**Fragmento:**
= = =

Editorial Taurus.
Madrid, 2006
Subtitulado Una nueva historia de las Américas antes de Colón, este libro escrito por Charles C. Mann, periodista especializado en temas científicos y colaborador asiduo de Science, pretende pasar revista a la situación del continente americano antes de la llegada de las naves de Colón.
Redactado con un estilo de divulgador científico muy al uso en Estados Unidos, el autor, quizás con la intención de motivar al lector, rebasa los límites del didactismo y por momentos se transforma en una especie de Indiana Jones pelmazo, con extensas digresiones sobre sus aventuras y contactos de primera mano con aborígenes, arqueólogos e historiadores.
Por lo demás es un libro muy interesante en el que se pretende cambiar la visión tradicional de la historia de América como un continente poco poblado y retrasado culturalmente antes de la llegada de los europeos.

= = =

**Material proporcionado:**
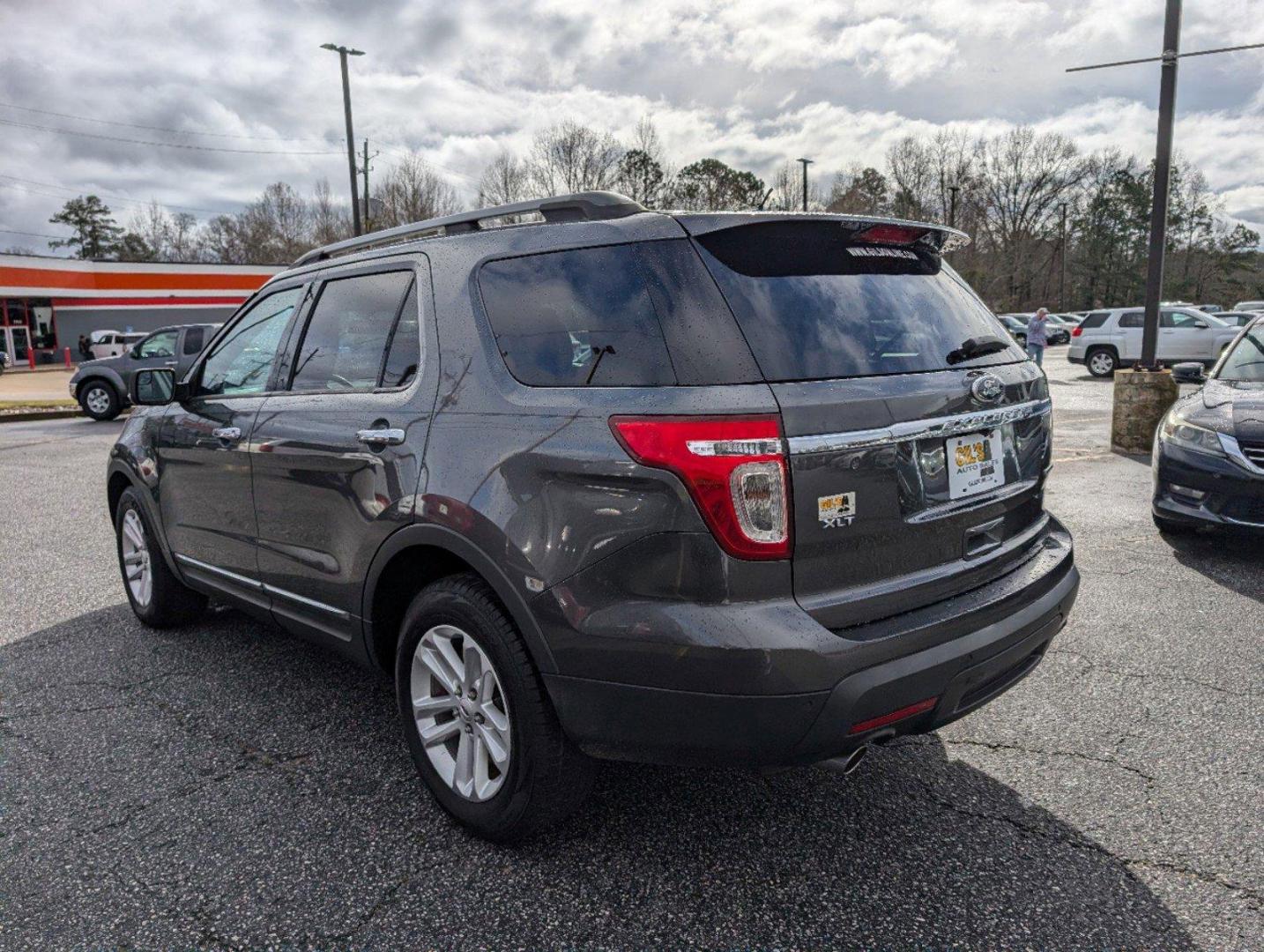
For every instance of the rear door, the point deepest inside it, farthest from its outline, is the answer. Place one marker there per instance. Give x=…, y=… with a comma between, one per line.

= = =

**Tarea:**
Escribe la continuación de la reseña del libro sobre las Américas antes de Colón a partir de su última oración. Las líneas no hacen falta para resolver esto.

**Respuesta esperada:**
Mann recorre la visión histórica que los europeos han ido teniendo de los nativos americanos en los últimos cinco siglos y así, si al principio los europeos vieron en las Indias un paraíso poblado por seres ingenuos (el mito del Buen Salvaje), luego han dominado los voces de quienes veían en los indios a unos seres perezosos y toscos incapaces de poblar el territorio y explotar sus recursos, hasta que con la llegada del siglo XX el movimiento ecologista quiso convertirlos en una especie de santos laicos permanentemente sintonizados con la madre tierra (el Buen Salvaje, segunda edición). Quizás el logro más conseguido del libro de Mann es el derribo de todas estas teorías: América estaba mucho más densamente poblada de lo que los primeros colonos europeos pensaron (y de lo que los historiadores decían hasta hace veinte o treinta años).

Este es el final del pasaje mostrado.